------ Material for the task ------

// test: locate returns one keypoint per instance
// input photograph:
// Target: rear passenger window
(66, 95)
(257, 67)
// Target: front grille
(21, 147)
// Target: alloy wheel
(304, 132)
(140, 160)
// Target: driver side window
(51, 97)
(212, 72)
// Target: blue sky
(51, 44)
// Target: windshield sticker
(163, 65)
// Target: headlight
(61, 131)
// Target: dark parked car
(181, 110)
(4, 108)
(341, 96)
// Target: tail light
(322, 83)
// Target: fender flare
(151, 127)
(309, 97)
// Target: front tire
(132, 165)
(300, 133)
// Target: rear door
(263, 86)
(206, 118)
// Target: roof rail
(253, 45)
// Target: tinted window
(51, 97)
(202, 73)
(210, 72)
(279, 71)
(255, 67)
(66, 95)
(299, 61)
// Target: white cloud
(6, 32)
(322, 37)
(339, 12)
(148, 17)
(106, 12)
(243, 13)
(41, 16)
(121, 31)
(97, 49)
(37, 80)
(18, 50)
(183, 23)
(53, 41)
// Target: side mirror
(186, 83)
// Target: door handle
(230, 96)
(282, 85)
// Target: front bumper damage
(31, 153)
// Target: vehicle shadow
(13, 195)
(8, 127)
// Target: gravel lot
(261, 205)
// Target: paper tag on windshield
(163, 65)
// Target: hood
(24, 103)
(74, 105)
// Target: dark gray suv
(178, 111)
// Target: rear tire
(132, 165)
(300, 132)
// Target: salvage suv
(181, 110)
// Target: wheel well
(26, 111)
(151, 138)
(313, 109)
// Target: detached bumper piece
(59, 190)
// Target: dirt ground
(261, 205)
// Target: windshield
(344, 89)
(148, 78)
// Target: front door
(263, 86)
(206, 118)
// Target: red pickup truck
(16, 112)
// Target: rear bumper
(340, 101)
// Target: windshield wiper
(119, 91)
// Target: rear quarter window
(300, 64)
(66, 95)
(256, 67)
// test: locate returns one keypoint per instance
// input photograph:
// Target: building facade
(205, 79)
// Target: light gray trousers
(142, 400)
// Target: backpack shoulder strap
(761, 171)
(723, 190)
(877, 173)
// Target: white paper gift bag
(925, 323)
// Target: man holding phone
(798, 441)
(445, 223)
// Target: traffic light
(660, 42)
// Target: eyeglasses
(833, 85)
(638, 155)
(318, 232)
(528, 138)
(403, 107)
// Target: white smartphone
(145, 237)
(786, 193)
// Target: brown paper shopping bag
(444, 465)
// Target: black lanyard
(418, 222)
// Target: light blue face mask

------

What is expected ▸ Render the data above as a Markdown table with a "Row" column numbering each line and a "Line" column holding its text, leaving out any blank lines.

Result for this exercise ▸
| Row | Line |
|---|---|
| 1 | // test: locate returns one keypoint per instance |
| 2 | // input photograph: |
| 3 | // Target: rear passenger window |
| 4 | (66, 95) |
| 5 | (257, 67) |
| 6 | // Target: front grille |
| 7 | (21, 147) |
| 8 | // Target: alloy wheel |
| 9 | (304, 132) |
| 10 | (140, 160) |
| 11 | // Target: driver side window |
| 12 | (51, 97) |
| 13 | (212, 72) |
| 14 | // Target: blue sky |
| 15 | (51, 44) |
| 16 | // Target: windshield sticker |
| 17 | (163, 65) |
| 18 | // Target: headlight |
| 19 | (61, 131) |
| 20 | // Target: dark parked car |
| 21 | (181, 110) |
| 22 | (4, 108) |
| 23 | (341, 96) |
| 24 | // Target: tail light |
| 25 | (322, 83) |
| 26 | // Target: fender flare |
| 27 | (151, 127) |
| 28 | (309, 97) |
| 29 | // Target: front tire |
| 30 | (132, 165) |
| 31 | (300, 133) |
| 32 | // Target: rear door |
| 33 | (263, 86) |
| 34 | (206, 118) |
| 35 | // Target: roof rail |
| 36 | (253, 45) |
| 37 | // Target: tinted window |
| 38 | (51, 97) |
| 39 | (202, 73) |
| 40 | (210, 72) |
| 41 | (279, 71) |
| 42 | (255, 67) |
| 43 | (66, 95) |
| 44 | (299, 61) |
| 45 | // Target: white cloud |
| 46 | (6, 32) |
| 47 | (322, 37) |
| 48 | (339, 12) |
| 49 | (148, 17) |
| 50 | (106, 12) |
| 51 | (243, 13) |
| 52 | (41, 16) |
| 53 | (121, 31) |
| 54 | (97, 49) |
| 55 | (37, 80) |
| 56 | (18, 50) |
| 57 | (183, 23) |
| 58 | (53, 41) |
| 59 | // Target: side mirror |
| 60 | (186, 83) |
| 61 | // Target: door handle |
| 62 | (230, 96) |
| 63 | (282, 85) |
| 64 | // Target: front bumper damage |
| 65 | (31, 153) |
| 66 | // Target: vehicle shadow |
| 67 | (13, 195) |
| 68 | (8, 127) |
| 69 | // Target: gravel lot |
| 70 | (261, 205) |
| 71 | // Target: paper tag on windshield |
| 72 | (163, 65) |
| 73 | // Target: hood |
| 74 | (24, 103) |
| 75 | (74, 105) |
| 76 | // Target: dark gray suv |
| 77 | (178, 111) |
| 78 | // Target: rear tire |
| 79 | (132, 165) |
| 80 | (300, 132) |
| 81 | // Target: salvage suv |
| 82 | (181, 110) |
| 83 | // Target: wheel well |
| 84 | (26, 111) |
| 85 | (151, 138) |
| 86 | (313, 109) |
| 87 | // Target: detached bumper piece |
| 88 | (59, 190) |
| 89 | // Target: dirt ground |
| 90 | (261, 205) |
| 91 | // Target: windshield |
| 92 | (344, 89) |
| 93 | (148, 78) |
| 94 | // Target: front door |
| 95 | (263, 86) |
| 96 | (206, 118) |
| 97 | // Target: red pickup truck |
| 98 | (16, 112) |
| 99 | // Target: rear bumper |
| 100 | (340, 101) |
| 101 | // Target: windshield wiper |
| 102 | (119, 91) |
| 103 | // Target: rear quarter window |
| 104 | (300, 64) |
| 105 | (66, 95) |
| 106 | (256, 67) |
| 107 | // test: locate returns one keypoint per instance |
| 108 | // input photograph: |
| 109 | // Target: building facade |
| 110 | (205, 79) |
| 111 | // Target: light gray trousers |
| 112 | (142, 400) |
| 113 | // Target: backpack shoulder strap |
| 114 | (761, 171) |
| 115 | (723, 190) |
| 116 | (877, 173) |
| 117 | // Target: white paper gift bag |
| 118 | (925, 323) |
| 119 | // Target: man holding phone |
| 120 | (798, 441) |
| 121 | (445, 223) |
| 122 | // Target: traffic light |
| 123 | (660, 42) |
| 124 | // Target: eyeglasses |
| 125 | (833, 85) |
| 126 | (638, 155) |
| 127 | (318, 232) |
| 128 | (528, 138) |
| 129 | (403, 107) |
| 130 | // Target: white smartphone |
| 131 | (145, 237) |
| 132 | (786, 193) |
| 133 | // Target: brown paper shopping bag |
| 134 | (444, 465) |
| 135 | // Target: black lanyard |
| 136 | (418, 222) |
| 137 | // Target: light blue face mask |